# [Request]
Rewrite the lines from the one with "the white window" to the one with "0;56;179;242", swapping "semicolon-delimited" for "semicolon-separated" and changing nothing else. Leave the pictures out.

==== Input data ====

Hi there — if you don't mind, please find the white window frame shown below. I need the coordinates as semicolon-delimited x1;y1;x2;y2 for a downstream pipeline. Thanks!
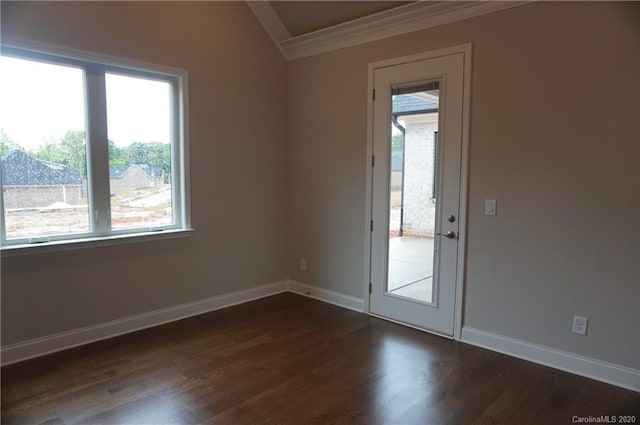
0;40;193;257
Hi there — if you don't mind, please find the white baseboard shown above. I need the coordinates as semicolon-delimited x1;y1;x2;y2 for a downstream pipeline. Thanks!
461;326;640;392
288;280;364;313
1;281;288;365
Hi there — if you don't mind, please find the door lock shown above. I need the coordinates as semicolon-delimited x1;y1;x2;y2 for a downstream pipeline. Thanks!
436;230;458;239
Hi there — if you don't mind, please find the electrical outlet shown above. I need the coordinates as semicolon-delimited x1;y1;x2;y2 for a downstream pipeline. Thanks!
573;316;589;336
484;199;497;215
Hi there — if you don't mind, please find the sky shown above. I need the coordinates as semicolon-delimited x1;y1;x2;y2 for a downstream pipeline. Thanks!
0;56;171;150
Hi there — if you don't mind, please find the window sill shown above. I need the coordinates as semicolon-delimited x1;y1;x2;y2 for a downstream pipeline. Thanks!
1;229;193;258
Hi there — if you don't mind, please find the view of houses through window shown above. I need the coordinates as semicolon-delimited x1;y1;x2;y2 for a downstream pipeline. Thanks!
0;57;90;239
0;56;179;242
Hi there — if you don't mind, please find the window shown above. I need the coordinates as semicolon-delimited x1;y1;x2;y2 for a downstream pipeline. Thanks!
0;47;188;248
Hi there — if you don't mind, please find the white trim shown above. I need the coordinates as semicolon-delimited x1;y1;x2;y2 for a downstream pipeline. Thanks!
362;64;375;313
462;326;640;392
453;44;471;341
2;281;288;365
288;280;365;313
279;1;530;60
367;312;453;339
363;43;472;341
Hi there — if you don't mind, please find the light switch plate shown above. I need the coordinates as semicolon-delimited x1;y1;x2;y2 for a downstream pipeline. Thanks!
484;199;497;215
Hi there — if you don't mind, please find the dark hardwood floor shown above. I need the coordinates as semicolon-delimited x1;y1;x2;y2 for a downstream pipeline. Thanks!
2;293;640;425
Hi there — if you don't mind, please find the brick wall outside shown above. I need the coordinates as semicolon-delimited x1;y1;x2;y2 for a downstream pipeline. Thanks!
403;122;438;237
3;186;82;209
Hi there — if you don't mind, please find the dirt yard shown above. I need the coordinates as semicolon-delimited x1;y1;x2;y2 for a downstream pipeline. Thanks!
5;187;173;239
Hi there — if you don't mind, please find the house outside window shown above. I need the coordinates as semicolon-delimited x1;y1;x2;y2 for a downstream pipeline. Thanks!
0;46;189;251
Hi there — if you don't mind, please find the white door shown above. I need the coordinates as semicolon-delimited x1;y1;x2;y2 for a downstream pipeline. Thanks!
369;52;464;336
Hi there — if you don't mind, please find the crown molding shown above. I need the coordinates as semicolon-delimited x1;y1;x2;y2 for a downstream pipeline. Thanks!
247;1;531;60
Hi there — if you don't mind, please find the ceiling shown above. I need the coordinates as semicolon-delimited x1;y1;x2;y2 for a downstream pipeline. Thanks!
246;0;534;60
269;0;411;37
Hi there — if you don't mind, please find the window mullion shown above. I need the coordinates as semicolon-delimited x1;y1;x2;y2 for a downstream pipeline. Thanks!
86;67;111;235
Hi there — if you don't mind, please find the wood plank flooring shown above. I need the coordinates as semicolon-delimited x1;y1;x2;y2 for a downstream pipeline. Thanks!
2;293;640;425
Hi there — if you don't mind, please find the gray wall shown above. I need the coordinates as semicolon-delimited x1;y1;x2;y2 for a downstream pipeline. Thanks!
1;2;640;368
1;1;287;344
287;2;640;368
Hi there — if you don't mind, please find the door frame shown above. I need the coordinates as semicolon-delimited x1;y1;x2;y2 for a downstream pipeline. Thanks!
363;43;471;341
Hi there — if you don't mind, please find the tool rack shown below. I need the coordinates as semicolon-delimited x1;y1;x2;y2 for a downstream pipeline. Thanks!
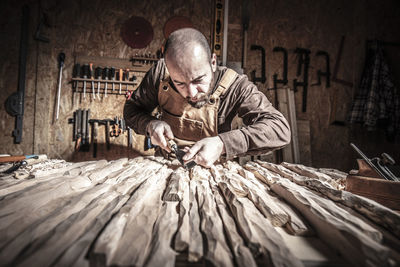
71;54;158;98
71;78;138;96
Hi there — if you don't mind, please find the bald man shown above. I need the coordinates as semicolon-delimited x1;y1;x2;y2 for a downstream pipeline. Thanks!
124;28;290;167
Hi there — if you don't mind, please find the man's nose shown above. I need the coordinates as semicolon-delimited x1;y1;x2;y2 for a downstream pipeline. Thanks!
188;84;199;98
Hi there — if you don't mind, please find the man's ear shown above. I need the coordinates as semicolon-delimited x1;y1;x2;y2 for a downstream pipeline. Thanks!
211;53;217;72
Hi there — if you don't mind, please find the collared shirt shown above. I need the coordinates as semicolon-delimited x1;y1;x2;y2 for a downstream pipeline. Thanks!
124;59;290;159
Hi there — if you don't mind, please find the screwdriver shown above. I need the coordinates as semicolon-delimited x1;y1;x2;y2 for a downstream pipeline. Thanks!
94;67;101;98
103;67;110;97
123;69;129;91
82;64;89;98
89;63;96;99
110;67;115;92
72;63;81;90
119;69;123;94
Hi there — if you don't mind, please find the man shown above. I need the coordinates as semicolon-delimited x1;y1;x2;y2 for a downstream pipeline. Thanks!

====
==== Input data ====

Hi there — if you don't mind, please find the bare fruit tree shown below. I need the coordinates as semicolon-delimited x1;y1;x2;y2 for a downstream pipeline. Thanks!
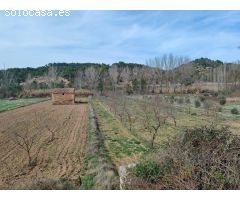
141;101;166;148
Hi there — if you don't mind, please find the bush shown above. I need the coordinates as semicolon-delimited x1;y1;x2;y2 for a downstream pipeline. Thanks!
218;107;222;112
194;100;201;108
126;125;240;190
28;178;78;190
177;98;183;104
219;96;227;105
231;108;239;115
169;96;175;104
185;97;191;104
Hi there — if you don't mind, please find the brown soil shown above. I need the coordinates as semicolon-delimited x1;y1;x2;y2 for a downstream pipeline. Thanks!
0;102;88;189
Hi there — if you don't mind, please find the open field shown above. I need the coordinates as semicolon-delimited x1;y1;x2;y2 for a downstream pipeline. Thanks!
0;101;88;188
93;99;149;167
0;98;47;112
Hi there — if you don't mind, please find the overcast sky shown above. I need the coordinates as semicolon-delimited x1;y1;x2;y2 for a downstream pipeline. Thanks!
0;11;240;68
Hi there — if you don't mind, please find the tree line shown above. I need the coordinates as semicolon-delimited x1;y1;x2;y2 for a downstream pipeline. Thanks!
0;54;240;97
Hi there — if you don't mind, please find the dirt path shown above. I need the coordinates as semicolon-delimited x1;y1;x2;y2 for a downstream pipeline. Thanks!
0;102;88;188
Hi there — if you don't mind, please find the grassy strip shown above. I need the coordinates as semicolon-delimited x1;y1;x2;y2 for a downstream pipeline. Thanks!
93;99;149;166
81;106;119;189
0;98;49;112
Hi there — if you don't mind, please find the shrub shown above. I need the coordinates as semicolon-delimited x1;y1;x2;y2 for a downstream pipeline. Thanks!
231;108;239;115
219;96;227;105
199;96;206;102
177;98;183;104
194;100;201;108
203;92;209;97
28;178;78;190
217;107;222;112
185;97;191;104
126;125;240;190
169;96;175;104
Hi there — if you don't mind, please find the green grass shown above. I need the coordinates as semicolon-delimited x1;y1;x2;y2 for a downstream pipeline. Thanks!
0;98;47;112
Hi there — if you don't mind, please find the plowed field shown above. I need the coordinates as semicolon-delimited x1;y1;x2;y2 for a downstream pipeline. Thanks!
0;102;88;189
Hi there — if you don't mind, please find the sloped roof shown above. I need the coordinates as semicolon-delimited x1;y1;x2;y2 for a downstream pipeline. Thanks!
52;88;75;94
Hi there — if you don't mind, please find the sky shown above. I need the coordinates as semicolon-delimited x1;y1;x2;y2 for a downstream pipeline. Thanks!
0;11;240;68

====

# [In response]
Hi there — if you don't mind, please find the white window frame shown below. I need the coordinates as semicolon-separated x1;y1;x2;y2 for a downstream pipeline. Thanks!
0;40;193;257
Hi there — if you don't mind, please find the white baseboard shown above. I need the coordinates as semicolon-separated x1;y1;x2;y2 for a downstream pipeline. Thanks!
461;326;640;392
288;280;364;313
1;281;288;365
Hi there — if you don't mind, please find the door lock shown above. I need the coordinates as semicolon-separated x1;y1;x2;y2 for a downstream pipeline. Thanks!
436;230;458;239
Hi there — if you don't mind, please find the electrical outlet shown above. I need the coordinates as semicolon-separated x1;y1;x2;y2 for a downstream pipeline. Thanks!
573;316;589;336
484;199;497;215
Hi there — if you don't mind, please find the sky shown above. I need the coordinates as semicolon-separated x1;y1;x2;y2 for a downstream pipeline. Thanks!
0;56;171;150
Hi there — if you don't mind, please find the window sill shown above. I need the coordinates as semicolon-separated x1;y1;x2;y2 for a downstream pipeline. Thanks!
1;229;193;258
Hi there — if you don't mind, please find the view of houses through window shown above. I need the coordinates as semicolon-separated x1;y1;x2;y2 for a downstream pipeline. Thanks!
0;57;90;239
0;56;179;242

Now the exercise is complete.